__Excerpt__.
5 Ways to Improve Your Heart Health Now
Improving your health begins with the small stuff. These seemingly insignificant changes ultimately lead to a more enjoyable, healthier and longer life. Whether you are young, old, single or married, don’t you want the best quality of life possible? Start by making decisions about your heart health now.
1. Increase your physical activity.
- Instead of following up a delicious meal with a seat in front of the television, take a walk. This is a simple way to get your metabolism going. Bring a partner along with you and turn the walk around your neighborhood or local park into a great time to catch up with your spouse or friend.
- Make your children’s playtime yours as well. Chances are your little ones aren’t even aware of the number of calories burnt playing tag; don’t hesitate to join in on the fun!
- Get a nice workout during your next visit to the grocery store. When you park your car, select a location that is far from the entrance of the store. You’ll be forced to walk a longer distance to purchase the items you need. You’ll walk this same distance to get back to your car. This is the kind of workout where quitting is not an option. If you do, then, well, you won’t make it home.
- Put yourself into the mindset of exercising according to a schedule. It can be difficult, but if you can get in at least 30 – 45 minutes of workout at a rate of at least three to four days a week, you will greatly increase your health. Leaving behind a sedentary lifestyle in favor an active one will do wonders for your overall health as well as your figure.
2. Edit your diet.
- It’s been stated time and again – breakfast is the most important meal of the day. This is because it kick starts the metabolism. Why would you want to begin your day with a bowl full of sugar? A large number of cereals on the market, no matter how delicious they may be, are essentially just that: almost entirely consisting of sugar. Opt for breakfast items like steel cut oatmeal. This is a nutritious alternative. Other breakfast choices include Greek yogurt, eggs or fresh fruit.

__Action item 1__. In the heart health article, how much exercise does the schedule advice recommend?
__Action item 2__. Pick up the heart health article after its last sentence and carry it forward.
These records are not needed.

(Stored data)

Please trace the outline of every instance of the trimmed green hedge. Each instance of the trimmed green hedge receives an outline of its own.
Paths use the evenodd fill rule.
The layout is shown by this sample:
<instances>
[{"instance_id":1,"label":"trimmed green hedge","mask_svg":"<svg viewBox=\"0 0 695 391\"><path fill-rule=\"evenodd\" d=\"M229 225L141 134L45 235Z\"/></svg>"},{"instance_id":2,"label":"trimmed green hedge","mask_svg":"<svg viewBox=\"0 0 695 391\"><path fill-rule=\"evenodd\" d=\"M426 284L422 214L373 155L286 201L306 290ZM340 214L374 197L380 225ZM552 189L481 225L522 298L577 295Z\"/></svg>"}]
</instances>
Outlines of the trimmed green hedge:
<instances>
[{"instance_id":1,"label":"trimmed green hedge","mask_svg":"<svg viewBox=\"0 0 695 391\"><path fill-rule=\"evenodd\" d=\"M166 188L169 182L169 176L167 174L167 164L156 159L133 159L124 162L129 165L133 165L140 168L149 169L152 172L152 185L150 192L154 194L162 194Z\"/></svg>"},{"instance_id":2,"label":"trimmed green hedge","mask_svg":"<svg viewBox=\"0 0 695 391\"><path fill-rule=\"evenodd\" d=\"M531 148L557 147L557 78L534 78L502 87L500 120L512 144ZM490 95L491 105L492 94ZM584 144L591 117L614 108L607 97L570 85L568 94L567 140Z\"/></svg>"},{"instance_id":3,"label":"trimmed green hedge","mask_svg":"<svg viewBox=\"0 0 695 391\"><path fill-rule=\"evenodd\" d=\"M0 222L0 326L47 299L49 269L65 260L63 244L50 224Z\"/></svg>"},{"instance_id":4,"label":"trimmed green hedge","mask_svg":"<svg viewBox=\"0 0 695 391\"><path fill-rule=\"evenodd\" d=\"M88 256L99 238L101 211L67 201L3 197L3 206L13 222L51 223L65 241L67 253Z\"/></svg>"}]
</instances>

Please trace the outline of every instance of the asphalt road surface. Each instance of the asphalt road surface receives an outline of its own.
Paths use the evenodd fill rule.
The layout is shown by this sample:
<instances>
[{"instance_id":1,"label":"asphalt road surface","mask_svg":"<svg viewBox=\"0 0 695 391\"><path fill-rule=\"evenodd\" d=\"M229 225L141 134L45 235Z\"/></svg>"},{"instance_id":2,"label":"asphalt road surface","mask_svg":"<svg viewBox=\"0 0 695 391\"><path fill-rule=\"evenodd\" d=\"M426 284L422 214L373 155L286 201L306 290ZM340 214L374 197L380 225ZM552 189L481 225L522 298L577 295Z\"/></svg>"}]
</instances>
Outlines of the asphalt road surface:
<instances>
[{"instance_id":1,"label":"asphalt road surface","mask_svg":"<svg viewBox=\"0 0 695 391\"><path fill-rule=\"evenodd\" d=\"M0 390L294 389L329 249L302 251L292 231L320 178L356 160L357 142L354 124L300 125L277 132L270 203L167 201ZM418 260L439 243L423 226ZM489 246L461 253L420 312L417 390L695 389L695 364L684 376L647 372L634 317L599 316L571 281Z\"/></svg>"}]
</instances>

__Answer box 1__. At least 30–45 minutes of workout, at least three to four days a week.

__Answer box 2__.
- Avoid foods that are high in empty calories. These are the calories that derive from sugars and fats but provide little to no nutritional value. Fatty foods such as cookies, fried foods, and pizza are notorious offenders. The same applies to sugary beverages as well. Choose the healthier options to these foods and drinks. Drink water instead of sodas and eat baked foods for example, rather than fried foods.
3. Add heart healthy supplements.
Lowering your cholesterol can greatly decrease your risk for heart disease. There are a number of supplements that can help in this process. Some of the most common supplements are:
- Green Tea Extract
- C-complex Vitamins (which include B6, B12 and folic acid)
- Fish Oils
Because everyone’s body reacts differently to supplements, particularly pregnant women and those on a prescription regimen, it is wise to speak with your doctor before taking these supplements.
4. Consider preventive screenings.
Preventive screenings are a good idea because they have the potential to save you or your loved one’s life. Recognizing early signs of disease can lead to treatment before any kind of medical condition develops. Annual visits to see a physician are important and become even more so with age. Be sure to take care of yourself and to make an appointment to see a doctor at least once a year.
5. Smile, laugh, relax!
Laugh your way to a smaller waist? Not only has it been found that laughter burns an average of about 10 – 40 calories, but it is good for your heart too! Taking a moment to relax and laugh at your favorite television show or your child’s latest shenanigans will help relieve stress. When you’ve had a long or stressful day at work, it may be exactly what you need to make both your body and soul a little happier.
Begin incorporating these activities into your daily life and see the results. You will feel much better after making these simple but useful adjustments to your everyday life and your heart will thank you for it!